> [Reading passage]:
□ □ □ □ □

Member representing Ikpoba-Okha constituency in the Edo State House of Assembly
- In office 1999–2007

Majority Leader, Edo State House Of Assembly
- In office 1999–2003

Personal details
- Born: 2 May 1966 (age 59) Edo State, Nigeria
- Party: Peoples Democratic Party

= Matthew Iduoriyekemwen =

Nigerian politician

Matthew Aigbuhenze Iduoriyekemwen (born 2 May 1966) is a Nigerian politician, businessman and former commissioner representing Edo State in the NDDC. He was the member representing Ikpoba Okha LGA in the Edo State House of Assembly between 1999 and 2007. He is currently a member of the Peoples Democratic Party (PDP).

== Early life and education ==
Matthew Iduoriyekemwen was born in Benin City, Edo State, Nigeria, the first child of Pa Joseph Osayi Iduoriyekewmen (JP) and Mrs Josephine Otasowie Iduoriyekemwen of Amagba, Benin City. He attended Uwa and Ohuoba Primary Schools in Benin for his primary education and proceeded to Immaculate Conception College, Benin City, for his secondary education.

Following his secondary education, Matthew Iduoriyekemwen proceeded to the University of Benin (Nigeria), where he studied Zoology and secured a Bachelor of Science degree in the second class upper division with honours. While at the University of Benin, he served as the President of the National Association of Zoology Students - Edo State Chapter and is credited with founding the taxidermic museum at the university. He served at the International Institute of Tropical Agriculture (IITA) for his mandatory one-year National Youth Service program in Ibadan, Oyo State. He later chose to return to education and obtained a Bachelor of Laws (LL. B (Hons)) degree from Ambrose Alli University.

== Political career ==

=== Edo State House of Assembly (EDHA) ===
Iduoriyekemwen's political career began in the Edo State House of Assembly, where he represented Ikpoba Okha LGA from 1999 to 2007. He served as the Majority Leader in his first term and as the Chairman of the House Committee on State Security during his second term.

□ □ □ □ □

> [Supplied records]:
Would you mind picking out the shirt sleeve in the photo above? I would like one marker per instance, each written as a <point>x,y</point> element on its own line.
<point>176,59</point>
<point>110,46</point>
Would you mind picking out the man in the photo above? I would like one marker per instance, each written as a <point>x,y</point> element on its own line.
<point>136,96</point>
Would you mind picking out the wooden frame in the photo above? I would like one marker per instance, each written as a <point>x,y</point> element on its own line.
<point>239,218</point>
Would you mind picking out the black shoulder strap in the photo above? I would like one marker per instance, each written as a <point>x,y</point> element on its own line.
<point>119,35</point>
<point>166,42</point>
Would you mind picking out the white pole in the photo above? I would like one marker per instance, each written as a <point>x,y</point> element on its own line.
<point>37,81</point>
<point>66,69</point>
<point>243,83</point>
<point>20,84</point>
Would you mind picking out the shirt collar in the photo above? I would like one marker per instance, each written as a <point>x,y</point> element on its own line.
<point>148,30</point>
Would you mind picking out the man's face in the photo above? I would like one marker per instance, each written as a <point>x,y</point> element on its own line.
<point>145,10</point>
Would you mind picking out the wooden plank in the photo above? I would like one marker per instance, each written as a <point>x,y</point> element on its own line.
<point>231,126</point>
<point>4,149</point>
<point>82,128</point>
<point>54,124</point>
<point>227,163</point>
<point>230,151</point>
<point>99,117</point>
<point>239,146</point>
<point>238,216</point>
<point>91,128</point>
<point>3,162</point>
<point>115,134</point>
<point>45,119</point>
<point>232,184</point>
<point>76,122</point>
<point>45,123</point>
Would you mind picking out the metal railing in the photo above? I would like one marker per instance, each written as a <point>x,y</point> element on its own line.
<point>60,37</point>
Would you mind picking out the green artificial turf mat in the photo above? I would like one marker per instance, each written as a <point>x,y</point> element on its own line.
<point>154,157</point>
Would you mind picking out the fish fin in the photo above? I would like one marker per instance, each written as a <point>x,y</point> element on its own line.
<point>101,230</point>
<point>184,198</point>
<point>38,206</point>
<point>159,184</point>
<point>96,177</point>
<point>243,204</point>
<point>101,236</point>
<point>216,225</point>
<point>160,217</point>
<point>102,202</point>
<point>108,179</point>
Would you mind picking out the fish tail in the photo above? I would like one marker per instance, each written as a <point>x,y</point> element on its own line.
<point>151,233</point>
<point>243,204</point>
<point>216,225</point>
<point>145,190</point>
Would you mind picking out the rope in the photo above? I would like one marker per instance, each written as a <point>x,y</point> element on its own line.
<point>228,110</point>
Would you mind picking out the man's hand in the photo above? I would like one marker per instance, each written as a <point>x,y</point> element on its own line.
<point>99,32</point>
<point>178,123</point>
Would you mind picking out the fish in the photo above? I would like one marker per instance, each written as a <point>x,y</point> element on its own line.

□ □ □ □ □

> [Exercise 1]: Please reproduce word for word the part of the Matthew Iduoriyekemwen biography that opens with the words containing "Personal details" and closes with "Democratic Party (PDP).".
> [Exercise 2]: Carry on the Matthew Iduoriyekemwen biography from its last sentence.

> [Exercise result 1]:
Personal details
- Born: 2 May 1966 (age 59) Edo State, Nigeria
- Party: Peoples Democratic Party

= Matthew Iduoriyekemwen =

Nigerian politician

Matthew Aigbuhenze Iduoriyekemwen (born 2 May 1966) is a Nigerian politician, businessman and former commissioner representing Edo State in the NDDC. He was the member representing Ikpoba Okha LGA in the Edo State House of Assembly between 1999 and 2007. He is currently a member of the Peoples Democratic Party (PDP).

> [Exercise result 2]:
=== Political Parties ===

==== People's Democratic Party (PDP) ====
Matthew Iduoriyekemwen is a founding member of the Peoples Democratic Party (Nigeria) in Edo State. He joined the party at inception in 1998, contested for the Edo State House of Assembly under the party's platform, and subsequently became part of the first democratic government in Edo State in the Fourth Republic. In 2012 and 2016, he contested for the governorship ticket of the PDP in Edo State. In the 2016 contest, he also participated in the primary election organized by the Ali Modu Sheriff faction of the PDP, where he emerged as a winner. Modu Sheriff was later sacked as national chairman of the PDP at the supreme court, invalidating the actions of his factional working committee. In 2022, he won the ticket to contest to represent the Edo South Senatorial District at the Nigerian Senate under the platform of the PDP.

==== All Progressives Congress (APC) ====
Following the fallout from the crisis in PDP in 2017, Matthew Iduoriyekemwen joined the APC with the serving House of Representatives member for Egor/Ikpoba-Okha at the time Agbonayinma Ehiozuwa. In the APC, he served on several political assignments within and outside Edo State before resigning from the party together with Governor Godwin Obaseki in the build-up to the 2020 Edo governorship election when he returned to the PDP.

=== Political assignments ===

- Secretary, United Nigeria People's Party Oredo Local Government Area. 1997-1998
- Edo State Co-ordinator, Yar'Adua/Jonathan campaign organisation. 2005
- Chairman, All Progressives Congress (APC) primary election committee, Kaduna State. 2018
- Chairman, Edo All Progressives Congress (APC) mobilisation committee, Edo State. 2020

== Personal life ==
Matthew Iduoriyekemwen is married to Dr. (Mrs) Nosa Iduoriyekemwen, a consultant Paediatric Nephrologist with the University of Benin Teaching Hospital and an associate professor at the University of Benin (Nigeria). They have two children. He is an avid golfer and is currently the Captain of the UBTH Golf Club, Benin City.